▶ Excerpted passage
------------------------------------------------

Queen Victoria looks lost. Not, perhaps, at first glance. Here on Belleville Street she is framed by the expansive lawns and neo-Baroque sophistication of the British Columbia Parliament Buildings – the latter spiralling magnificently into the heavens, a cloak of copper on its noble main dome.
But the more I stare at her, the more I decide she seems out of context. Maybe it is her age – the statue casts her as the young ruler of the 1840s, not the more familiar scowling matriarch of her twilight years.
Or maybe it is her distance. In this genteel, small city which bears her name, she is nearly 8,000 kilometres from the gates of Buckingham Palace.
Vancouver Island is an unlikely locale for a British empress. The edge of a continent, it is the largest outcrop on the west coast of North America; the biggest Pacific island east of New Zealand – 465 kilometres long, 80 kilometres wide at peak breadth.
It may not be a country in status, but it could be in size – so vast it hems a border, its lower portions lying west of the US state of Washington rather than the home fires of British Columbia. It also speaks for the latter. Victoria is the capital of the most south-westerly of Canada's 10 provinces – despite being eclipsed in profile by its mega-neighbour Vancouver; despite the fact that, raw and unsullied in many areas, Vancouver Island scarcely resembles a government hub.
A Big Cat Dazed But Defiant
And yet an empress it has. The Empress Hotel could not be anything but a relic of British days of empire.
Victoria was founded in 1843. By 1908, it had its luxury retreat. Roaming the corridors of this 5-star palace, I am teleported to the colonial era – dreams of India in the tropical decor of the Bengal Lounge; the clipped elegance of afternoon tea, cutlery chiming on crockery.
There are further royal flushes, too, in photos of the current Queen visiting the hotel in 1971 and 1994.
It is as I am walking down the back stairs that Vancouver Island shows its teeth.

------------------------------------------------

▶ Data excerpts
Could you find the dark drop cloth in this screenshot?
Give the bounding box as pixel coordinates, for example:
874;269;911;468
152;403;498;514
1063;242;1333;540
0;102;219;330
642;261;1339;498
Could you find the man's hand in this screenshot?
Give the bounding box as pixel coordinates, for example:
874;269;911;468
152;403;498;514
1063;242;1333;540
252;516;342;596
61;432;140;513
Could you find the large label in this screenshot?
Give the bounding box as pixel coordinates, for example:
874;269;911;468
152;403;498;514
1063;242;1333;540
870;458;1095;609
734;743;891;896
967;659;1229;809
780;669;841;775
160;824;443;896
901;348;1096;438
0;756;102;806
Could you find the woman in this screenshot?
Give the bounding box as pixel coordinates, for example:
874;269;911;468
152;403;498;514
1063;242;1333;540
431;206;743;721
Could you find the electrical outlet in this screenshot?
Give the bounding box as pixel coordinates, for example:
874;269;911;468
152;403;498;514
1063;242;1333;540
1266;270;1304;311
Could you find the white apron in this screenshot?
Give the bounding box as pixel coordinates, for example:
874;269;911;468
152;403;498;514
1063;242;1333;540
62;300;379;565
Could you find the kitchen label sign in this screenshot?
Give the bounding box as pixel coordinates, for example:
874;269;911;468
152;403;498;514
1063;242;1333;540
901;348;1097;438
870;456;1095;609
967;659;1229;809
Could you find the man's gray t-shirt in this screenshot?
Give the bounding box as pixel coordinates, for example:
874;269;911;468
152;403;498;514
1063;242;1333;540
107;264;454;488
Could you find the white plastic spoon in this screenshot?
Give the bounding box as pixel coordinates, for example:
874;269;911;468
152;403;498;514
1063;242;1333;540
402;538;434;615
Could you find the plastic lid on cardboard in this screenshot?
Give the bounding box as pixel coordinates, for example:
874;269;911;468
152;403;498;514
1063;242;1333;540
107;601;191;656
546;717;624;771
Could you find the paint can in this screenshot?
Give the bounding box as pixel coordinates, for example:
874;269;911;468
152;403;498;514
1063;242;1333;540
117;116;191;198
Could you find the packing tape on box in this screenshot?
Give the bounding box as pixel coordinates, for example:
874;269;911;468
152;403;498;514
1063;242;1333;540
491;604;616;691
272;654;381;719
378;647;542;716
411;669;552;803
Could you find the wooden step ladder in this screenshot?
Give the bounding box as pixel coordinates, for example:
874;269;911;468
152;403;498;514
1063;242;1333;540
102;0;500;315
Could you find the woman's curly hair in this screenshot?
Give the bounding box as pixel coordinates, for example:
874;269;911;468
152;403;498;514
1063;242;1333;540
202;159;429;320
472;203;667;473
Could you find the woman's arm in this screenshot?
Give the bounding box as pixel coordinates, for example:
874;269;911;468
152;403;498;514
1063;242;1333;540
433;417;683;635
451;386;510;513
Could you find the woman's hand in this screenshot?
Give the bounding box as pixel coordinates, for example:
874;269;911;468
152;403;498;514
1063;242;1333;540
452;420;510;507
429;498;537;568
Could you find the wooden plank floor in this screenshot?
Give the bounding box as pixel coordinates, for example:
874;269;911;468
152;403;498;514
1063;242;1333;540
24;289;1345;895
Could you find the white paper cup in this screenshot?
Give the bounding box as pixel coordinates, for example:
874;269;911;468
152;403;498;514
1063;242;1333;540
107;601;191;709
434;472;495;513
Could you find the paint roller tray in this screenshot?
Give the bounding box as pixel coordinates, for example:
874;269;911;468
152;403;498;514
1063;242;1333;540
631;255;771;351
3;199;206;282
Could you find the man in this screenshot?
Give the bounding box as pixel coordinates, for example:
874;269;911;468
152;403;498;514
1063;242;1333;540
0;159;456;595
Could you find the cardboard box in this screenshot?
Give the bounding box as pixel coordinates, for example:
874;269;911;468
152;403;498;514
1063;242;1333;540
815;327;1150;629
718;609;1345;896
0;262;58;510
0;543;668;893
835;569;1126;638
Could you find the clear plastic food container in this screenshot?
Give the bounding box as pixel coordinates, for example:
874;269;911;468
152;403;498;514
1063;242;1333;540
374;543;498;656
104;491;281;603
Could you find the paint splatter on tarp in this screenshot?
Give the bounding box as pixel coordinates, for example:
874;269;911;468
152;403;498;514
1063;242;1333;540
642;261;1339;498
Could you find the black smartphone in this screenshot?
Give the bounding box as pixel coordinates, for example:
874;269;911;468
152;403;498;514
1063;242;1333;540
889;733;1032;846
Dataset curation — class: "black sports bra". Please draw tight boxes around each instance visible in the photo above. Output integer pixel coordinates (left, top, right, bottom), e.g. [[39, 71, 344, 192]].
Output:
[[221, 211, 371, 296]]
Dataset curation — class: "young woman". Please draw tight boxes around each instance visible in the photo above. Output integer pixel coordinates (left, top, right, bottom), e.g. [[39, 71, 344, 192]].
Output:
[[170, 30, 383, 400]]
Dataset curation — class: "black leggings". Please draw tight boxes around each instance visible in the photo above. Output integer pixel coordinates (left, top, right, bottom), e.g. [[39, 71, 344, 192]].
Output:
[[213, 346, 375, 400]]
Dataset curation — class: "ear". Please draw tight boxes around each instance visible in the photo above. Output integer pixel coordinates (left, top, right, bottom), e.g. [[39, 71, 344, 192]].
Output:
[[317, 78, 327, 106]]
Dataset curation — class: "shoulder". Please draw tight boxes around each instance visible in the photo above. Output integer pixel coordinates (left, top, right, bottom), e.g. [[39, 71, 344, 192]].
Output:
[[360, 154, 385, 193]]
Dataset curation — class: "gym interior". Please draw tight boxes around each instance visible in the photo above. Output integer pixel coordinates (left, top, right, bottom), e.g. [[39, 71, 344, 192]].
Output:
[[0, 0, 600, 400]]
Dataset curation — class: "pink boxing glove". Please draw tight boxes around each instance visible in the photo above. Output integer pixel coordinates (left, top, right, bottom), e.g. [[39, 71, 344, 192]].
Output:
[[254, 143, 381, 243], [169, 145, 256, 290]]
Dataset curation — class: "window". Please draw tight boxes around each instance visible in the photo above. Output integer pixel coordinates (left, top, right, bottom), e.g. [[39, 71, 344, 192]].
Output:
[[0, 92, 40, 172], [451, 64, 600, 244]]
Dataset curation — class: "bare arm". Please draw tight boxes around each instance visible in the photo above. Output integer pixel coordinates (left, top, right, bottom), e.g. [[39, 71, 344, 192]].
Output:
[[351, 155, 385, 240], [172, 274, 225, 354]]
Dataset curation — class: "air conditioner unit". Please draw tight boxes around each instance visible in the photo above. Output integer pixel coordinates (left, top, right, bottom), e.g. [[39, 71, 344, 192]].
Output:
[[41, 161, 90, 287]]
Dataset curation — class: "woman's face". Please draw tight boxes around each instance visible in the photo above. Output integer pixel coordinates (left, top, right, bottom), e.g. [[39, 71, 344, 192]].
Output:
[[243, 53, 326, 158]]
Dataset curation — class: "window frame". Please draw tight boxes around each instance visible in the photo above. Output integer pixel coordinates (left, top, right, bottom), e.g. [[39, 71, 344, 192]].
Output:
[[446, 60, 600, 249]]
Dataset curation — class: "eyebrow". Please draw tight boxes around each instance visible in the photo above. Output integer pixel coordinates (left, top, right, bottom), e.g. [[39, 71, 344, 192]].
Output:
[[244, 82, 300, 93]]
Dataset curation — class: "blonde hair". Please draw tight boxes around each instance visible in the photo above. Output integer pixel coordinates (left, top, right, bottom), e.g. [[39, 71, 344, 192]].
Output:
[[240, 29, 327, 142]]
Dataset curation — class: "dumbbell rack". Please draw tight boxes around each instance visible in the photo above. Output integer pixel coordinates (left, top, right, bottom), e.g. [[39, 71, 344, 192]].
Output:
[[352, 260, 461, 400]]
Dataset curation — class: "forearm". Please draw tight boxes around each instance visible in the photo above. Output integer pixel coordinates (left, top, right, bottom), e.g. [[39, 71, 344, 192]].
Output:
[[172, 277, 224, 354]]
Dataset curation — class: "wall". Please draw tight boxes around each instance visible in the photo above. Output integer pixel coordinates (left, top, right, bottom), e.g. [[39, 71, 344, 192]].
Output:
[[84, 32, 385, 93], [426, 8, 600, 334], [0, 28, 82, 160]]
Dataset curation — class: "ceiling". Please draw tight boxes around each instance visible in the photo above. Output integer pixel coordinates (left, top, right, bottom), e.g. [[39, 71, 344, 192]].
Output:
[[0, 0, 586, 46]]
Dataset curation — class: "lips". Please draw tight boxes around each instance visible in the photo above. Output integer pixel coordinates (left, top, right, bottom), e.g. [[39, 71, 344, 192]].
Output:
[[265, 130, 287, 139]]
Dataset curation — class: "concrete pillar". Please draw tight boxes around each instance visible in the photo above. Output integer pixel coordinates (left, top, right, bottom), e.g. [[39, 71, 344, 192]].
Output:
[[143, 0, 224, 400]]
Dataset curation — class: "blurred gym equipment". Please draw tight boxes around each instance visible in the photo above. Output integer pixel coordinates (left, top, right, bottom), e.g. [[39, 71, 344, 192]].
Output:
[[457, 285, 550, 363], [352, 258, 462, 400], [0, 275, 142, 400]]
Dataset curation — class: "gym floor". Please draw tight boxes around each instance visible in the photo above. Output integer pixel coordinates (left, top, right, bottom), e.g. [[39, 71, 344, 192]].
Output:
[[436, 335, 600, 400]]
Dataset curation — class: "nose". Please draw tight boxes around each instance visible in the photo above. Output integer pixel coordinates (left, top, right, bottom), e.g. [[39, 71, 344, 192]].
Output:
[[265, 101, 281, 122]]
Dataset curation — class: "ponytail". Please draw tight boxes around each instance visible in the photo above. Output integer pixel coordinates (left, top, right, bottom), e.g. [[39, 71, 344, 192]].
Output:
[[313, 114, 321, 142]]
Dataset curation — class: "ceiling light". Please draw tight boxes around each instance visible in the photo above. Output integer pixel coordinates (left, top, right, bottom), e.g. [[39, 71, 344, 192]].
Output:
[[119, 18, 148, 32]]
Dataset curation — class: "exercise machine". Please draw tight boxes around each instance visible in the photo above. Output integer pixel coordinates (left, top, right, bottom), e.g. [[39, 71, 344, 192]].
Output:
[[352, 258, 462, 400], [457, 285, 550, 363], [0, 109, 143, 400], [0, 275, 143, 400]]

------------------------------------------------

▶ Task goal
Translate this sentence from the travel piece on Vancouver Island into Spanish: "Vancouver Island is an unlikely locale for a British empress." Nothing in the listing is needed here.

▶ Result for this task
La isla de Vancouver es un lugar improbable para una emperatriz británica.